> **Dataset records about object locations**

========

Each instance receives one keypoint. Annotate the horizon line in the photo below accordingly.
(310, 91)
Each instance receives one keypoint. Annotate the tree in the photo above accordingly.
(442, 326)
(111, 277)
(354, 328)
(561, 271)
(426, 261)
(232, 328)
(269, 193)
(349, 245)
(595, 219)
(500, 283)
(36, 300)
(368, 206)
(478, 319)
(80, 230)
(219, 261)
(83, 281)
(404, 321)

========

> **Prompt**
Recast the records as a two-column CSV with the columns "ask" and "response", one row for each request, putting its text and its answer each in a single quoted field with line breaks replaced by spaces. Cover every record.

> **Solution to the problem**
ask,response
"Each instance receives one keypoint. Annotate the horizon line in the photo below accordingly.","(310, 91)"
"Each instance receives one keypoint. Annotate the tree in the photo above accordingly.","(442, 326) (111, 277) (354, 328) (561, 271) (426, 261) (232, 328) (269, 193) (349, 245) (595, 219) (500, 283) (36, 300) (368, 206) (478, 319) (80, 230) (219, 261) (83, 281) (404, 321)"